▸ TASK STATEMENT
Report each line of the items below that contains the word "rocking". Matching is case-sensitive.

▸ ENTRIES PROVIDED
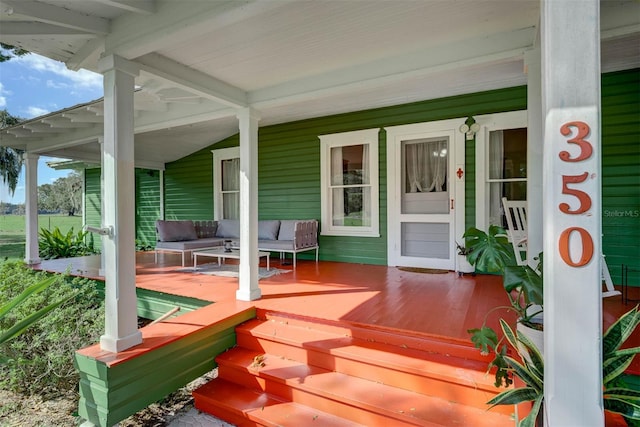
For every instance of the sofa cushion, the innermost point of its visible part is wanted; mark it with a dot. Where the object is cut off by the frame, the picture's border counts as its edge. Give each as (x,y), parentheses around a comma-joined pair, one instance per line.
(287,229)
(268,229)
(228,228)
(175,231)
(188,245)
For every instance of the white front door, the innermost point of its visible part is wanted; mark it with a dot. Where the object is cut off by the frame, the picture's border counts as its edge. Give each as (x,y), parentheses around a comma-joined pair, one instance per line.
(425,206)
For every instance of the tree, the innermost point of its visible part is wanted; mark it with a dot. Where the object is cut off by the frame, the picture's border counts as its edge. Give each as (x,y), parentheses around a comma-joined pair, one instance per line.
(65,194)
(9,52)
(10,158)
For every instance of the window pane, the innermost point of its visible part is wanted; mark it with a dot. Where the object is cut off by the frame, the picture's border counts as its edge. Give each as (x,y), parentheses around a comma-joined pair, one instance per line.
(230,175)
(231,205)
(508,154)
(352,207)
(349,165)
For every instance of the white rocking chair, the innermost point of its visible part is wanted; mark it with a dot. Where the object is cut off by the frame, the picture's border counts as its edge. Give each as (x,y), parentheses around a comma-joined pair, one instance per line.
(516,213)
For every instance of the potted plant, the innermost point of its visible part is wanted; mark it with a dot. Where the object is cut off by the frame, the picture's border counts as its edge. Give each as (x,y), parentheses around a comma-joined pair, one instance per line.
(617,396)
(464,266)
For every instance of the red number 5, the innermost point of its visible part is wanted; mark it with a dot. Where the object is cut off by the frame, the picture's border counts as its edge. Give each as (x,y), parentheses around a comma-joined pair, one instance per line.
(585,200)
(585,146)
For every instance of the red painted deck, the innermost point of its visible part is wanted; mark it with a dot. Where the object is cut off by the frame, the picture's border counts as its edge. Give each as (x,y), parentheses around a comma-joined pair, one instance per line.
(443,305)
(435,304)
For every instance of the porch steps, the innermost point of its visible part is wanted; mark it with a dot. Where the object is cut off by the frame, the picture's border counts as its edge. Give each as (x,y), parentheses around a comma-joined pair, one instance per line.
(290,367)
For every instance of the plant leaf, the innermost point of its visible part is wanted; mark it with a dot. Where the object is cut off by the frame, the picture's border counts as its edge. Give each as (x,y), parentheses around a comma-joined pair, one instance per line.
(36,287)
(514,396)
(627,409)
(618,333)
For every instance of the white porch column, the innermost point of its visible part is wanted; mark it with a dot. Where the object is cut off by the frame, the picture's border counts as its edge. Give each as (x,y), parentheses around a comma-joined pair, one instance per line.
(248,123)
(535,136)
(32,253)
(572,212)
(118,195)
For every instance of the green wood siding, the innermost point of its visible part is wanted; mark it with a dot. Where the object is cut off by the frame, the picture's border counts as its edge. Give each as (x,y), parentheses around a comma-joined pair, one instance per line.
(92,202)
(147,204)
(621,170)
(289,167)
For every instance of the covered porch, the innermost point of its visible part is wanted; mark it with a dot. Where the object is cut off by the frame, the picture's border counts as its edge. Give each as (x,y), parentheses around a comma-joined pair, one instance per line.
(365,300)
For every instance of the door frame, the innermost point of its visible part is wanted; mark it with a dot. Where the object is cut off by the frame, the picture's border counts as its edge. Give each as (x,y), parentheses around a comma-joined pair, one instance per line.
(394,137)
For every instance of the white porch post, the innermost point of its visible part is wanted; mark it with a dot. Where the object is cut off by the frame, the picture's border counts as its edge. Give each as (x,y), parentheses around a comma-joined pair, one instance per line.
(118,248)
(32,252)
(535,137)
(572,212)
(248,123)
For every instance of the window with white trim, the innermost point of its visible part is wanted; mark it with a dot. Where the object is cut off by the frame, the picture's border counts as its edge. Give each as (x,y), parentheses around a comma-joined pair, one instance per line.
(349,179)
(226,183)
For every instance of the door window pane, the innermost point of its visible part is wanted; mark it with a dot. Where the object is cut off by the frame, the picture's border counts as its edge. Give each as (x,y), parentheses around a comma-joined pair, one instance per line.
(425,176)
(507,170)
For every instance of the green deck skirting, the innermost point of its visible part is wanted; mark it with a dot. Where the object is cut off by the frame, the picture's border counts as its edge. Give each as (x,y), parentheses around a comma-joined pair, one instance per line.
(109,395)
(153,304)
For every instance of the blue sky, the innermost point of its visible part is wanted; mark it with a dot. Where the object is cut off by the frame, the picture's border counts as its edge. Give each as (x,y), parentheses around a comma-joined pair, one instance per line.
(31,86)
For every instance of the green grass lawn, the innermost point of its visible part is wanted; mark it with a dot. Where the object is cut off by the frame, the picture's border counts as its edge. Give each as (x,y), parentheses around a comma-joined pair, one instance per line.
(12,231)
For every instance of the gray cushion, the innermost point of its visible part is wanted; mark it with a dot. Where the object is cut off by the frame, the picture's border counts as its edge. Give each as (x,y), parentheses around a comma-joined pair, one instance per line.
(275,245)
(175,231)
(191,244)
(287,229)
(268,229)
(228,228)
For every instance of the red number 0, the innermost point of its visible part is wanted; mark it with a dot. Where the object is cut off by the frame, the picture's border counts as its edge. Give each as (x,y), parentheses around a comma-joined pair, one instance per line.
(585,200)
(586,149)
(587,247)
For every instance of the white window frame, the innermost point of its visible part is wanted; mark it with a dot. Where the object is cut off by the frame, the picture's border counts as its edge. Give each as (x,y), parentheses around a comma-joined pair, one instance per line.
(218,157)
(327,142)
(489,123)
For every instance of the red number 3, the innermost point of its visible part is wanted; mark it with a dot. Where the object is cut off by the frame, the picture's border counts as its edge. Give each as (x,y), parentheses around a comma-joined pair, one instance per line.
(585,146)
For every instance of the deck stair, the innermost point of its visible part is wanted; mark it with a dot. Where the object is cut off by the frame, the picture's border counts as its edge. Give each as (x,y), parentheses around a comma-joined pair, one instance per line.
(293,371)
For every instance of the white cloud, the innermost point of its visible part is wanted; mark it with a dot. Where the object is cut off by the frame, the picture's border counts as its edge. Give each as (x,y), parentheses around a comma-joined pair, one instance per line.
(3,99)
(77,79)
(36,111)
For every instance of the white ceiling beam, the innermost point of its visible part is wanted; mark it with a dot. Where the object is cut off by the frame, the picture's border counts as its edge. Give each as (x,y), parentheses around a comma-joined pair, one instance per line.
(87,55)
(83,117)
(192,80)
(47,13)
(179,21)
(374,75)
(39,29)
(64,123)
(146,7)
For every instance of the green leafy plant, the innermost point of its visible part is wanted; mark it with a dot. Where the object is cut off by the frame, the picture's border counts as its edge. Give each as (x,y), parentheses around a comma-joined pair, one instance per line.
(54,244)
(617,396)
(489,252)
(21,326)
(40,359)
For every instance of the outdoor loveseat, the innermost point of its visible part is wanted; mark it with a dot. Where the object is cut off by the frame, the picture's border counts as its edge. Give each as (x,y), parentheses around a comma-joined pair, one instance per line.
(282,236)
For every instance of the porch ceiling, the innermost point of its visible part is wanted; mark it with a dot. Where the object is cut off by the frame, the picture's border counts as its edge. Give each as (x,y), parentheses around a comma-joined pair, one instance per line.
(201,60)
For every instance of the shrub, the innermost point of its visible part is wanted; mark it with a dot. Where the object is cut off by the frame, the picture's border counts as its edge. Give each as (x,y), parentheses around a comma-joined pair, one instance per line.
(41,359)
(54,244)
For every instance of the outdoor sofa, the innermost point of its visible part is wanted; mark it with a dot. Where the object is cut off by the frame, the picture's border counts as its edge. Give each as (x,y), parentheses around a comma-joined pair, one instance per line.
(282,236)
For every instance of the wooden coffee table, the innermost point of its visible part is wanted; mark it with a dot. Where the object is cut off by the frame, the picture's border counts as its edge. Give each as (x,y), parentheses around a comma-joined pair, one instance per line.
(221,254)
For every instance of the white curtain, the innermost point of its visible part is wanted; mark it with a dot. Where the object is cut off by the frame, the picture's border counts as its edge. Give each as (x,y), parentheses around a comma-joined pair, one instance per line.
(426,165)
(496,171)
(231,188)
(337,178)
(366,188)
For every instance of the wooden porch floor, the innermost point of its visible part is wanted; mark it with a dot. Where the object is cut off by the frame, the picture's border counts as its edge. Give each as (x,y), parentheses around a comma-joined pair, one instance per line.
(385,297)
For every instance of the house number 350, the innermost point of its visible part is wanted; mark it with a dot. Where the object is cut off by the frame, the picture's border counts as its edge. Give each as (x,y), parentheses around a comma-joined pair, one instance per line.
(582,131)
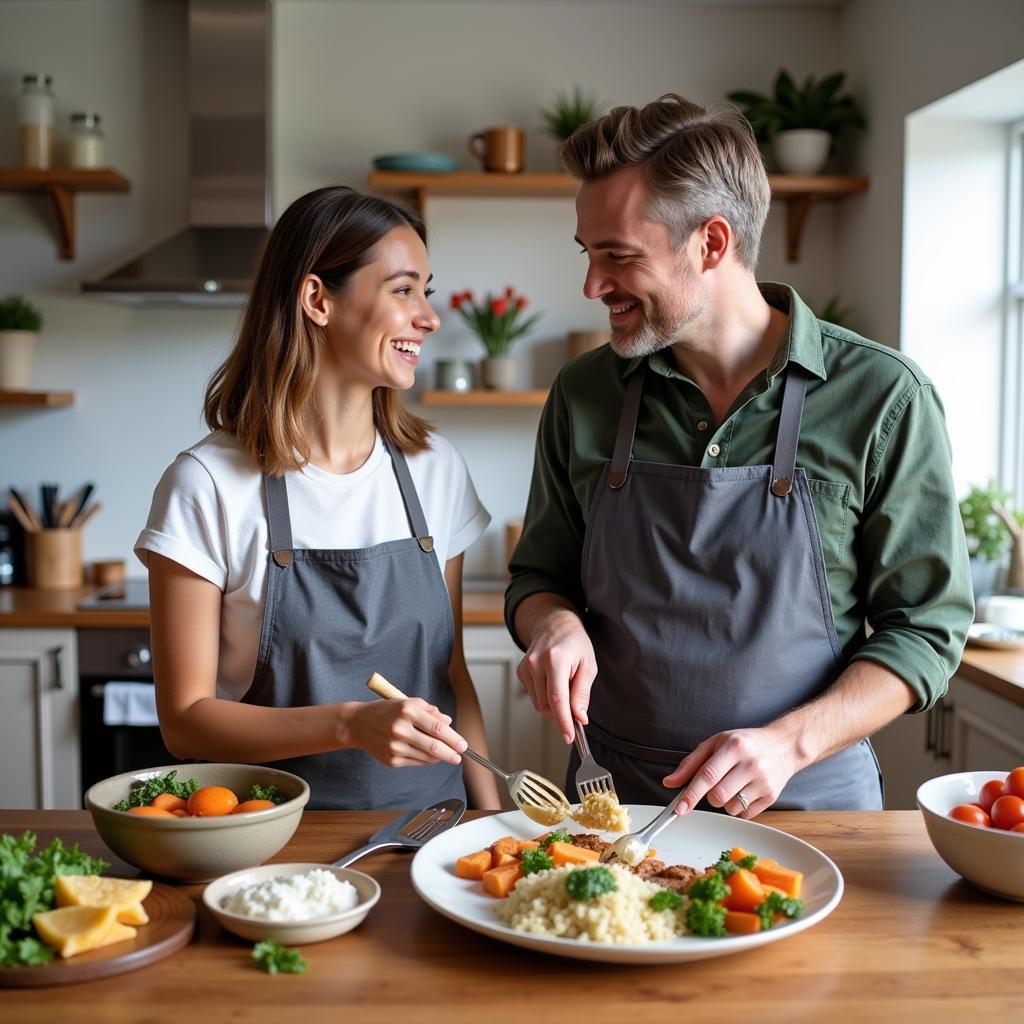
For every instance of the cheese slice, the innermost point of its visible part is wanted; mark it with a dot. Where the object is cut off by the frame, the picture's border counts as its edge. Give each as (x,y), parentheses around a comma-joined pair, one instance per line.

...

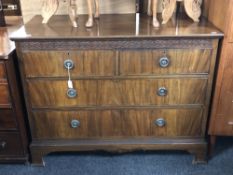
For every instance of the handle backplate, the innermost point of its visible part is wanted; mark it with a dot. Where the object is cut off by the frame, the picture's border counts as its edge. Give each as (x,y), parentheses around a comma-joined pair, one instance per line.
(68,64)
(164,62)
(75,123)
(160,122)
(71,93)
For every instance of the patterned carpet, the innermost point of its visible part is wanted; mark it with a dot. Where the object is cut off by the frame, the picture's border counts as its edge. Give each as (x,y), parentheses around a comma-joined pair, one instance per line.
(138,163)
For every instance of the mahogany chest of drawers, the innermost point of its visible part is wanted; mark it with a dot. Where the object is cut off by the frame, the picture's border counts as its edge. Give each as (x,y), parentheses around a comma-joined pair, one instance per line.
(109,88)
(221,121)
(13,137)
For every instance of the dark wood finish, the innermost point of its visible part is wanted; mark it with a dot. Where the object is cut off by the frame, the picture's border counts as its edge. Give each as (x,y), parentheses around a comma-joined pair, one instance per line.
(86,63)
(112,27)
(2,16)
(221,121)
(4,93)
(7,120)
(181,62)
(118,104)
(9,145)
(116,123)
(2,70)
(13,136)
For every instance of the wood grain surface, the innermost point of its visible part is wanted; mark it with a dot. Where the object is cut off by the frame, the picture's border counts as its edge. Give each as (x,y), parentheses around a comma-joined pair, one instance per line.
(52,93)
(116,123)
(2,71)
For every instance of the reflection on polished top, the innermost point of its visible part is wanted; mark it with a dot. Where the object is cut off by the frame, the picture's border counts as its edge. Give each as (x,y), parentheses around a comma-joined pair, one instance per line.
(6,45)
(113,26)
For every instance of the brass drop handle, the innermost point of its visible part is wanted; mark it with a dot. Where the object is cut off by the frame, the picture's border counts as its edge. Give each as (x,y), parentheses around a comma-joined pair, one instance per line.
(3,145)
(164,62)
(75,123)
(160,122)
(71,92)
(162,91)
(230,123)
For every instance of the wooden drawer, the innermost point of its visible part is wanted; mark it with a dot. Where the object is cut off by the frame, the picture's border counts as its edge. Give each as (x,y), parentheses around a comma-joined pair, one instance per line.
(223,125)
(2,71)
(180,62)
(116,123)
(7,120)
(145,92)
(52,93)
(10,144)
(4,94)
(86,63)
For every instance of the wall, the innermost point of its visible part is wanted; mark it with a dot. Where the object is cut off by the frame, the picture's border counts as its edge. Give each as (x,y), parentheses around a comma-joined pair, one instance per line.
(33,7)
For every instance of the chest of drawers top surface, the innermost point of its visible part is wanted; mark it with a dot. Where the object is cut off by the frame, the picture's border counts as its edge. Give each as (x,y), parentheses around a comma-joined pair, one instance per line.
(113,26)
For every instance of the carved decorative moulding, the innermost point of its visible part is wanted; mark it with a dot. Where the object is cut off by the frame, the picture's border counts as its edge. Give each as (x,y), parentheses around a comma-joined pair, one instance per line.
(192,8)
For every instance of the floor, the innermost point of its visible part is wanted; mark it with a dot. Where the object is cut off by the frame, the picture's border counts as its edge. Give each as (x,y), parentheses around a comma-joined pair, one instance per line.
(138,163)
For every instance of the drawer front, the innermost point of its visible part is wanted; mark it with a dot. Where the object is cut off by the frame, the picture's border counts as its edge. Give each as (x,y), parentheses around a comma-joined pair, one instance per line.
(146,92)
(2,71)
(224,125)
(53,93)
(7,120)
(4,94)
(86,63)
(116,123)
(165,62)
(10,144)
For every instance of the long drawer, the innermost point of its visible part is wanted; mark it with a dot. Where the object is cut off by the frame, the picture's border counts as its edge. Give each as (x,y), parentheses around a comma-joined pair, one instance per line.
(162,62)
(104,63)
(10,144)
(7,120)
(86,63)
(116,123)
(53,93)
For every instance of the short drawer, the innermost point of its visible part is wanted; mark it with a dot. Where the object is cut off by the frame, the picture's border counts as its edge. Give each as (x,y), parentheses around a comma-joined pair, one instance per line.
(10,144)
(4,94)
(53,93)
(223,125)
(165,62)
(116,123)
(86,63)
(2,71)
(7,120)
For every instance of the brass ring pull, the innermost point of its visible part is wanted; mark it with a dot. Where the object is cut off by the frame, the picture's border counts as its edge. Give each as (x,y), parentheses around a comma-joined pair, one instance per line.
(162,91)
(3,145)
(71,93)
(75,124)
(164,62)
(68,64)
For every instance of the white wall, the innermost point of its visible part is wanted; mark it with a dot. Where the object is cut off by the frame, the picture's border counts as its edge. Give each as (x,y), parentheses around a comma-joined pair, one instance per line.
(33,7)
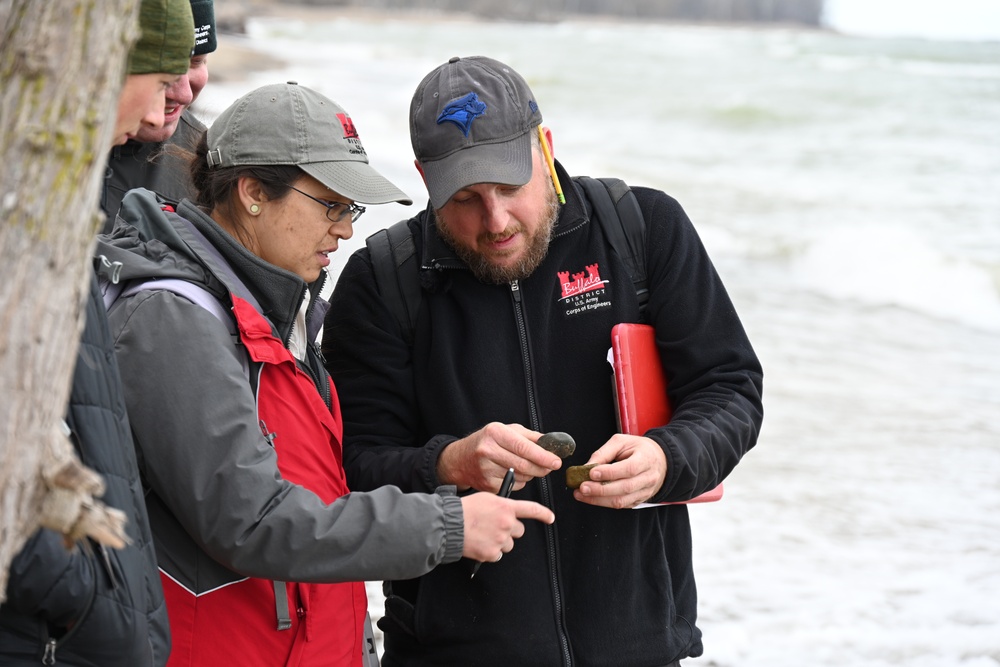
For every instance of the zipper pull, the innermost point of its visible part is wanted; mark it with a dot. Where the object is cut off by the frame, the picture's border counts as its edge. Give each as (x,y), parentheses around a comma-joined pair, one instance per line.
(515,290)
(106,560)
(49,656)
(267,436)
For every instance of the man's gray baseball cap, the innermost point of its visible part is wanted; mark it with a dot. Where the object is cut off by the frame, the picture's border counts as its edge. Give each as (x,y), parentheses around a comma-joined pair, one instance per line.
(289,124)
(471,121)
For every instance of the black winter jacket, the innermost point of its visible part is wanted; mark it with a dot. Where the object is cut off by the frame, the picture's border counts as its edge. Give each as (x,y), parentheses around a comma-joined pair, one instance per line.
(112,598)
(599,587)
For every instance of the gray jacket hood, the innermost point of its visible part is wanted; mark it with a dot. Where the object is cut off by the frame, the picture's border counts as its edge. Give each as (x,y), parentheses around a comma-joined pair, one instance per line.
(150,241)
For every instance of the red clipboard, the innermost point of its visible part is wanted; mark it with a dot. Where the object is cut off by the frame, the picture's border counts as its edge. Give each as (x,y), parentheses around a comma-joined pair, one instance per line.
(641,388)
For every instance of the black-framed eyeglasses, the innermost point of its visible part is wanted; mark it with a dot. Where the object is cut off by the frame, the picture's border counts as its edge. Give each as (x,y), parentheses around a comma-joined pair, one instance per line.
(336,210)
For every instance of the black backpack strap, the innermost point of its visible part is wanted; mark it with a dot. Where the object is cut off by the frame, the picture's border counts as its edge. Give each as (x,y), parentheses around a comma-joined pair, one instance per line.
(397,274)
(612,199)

* * *

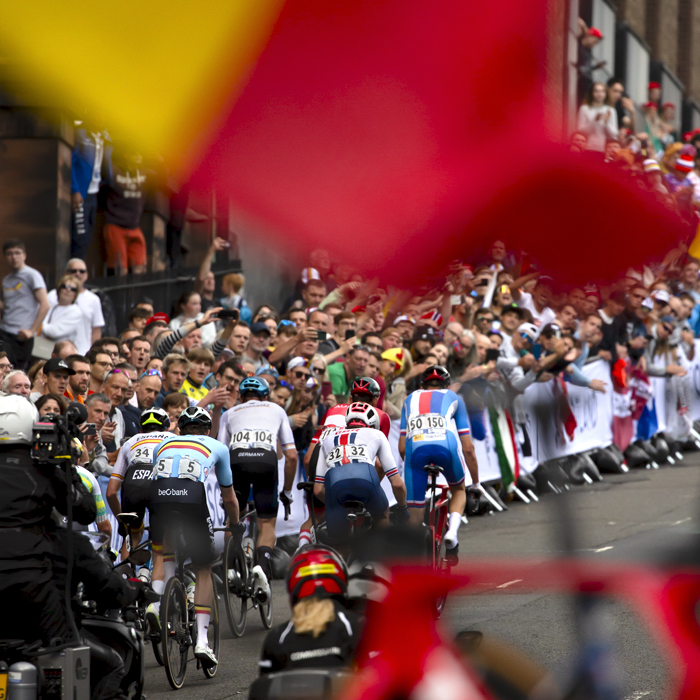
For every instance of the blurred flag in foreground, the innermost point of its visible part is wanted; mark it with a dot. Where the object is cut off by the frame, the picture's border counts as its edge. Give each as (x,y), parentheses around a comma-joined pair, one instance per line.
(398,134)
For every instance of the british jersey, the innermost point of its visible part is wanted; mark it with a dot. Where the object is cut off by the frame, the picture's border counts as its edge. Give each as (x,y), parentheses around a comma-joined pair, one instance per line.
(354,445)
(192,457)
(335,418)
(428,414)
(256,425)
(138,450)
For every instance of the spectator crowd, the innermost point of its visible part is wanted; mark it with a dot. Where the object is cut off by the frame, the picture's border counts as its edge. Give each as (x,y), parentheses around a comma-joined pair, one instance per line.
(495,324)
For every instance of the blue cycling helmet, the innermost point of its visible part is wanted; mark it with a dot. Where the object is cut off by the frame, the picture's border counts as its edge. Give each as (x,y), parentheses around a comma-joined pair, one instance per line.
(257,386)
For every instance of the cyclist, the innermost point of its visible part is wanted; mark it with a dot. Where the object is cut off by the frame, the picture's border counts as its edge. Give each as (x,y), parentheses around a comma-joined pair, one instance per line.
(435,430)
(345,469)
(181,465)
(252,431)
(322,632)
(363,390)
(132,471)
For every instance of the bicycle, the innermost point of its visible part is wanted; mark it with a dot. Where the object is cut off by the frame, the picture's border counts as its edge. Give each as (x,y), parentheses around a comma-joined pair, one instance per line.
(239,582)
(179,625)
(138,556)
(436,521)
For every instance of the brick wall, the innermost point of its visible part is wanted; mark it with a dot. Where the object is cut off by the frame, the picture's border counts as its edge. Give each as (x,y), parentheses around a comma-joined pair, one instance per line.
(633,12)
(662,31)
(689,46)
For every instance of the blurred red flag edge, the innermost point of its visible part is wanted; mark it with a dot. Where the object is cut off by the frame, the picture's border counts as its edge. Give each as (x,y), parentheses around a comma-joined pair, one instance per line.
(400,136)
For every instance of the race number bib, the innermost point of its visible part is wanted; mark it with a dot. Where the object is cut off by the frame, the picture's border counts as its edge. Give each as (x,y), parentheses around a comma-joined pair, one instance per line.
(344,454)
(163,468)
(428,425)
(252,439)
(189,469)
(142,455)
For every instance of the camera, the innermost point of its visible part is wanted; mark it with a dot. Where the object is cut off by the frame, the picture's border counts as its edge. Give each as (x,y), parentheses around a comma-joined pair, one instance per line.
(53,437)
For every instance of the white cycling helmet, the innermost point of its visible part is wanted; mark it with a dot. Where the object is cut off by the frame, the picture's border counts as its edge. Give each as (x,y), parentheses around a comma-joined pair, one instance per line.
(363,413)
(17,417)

▸ FINAL RESULT
For every instance of the white rocking chair, the innermost point of its visible part is wanted; mark it with a dot. Where the object is cut off by the frame, the picture's border counts as its edge. Give each as (x,y), parentheses around a comma-joined pair, one instance per line.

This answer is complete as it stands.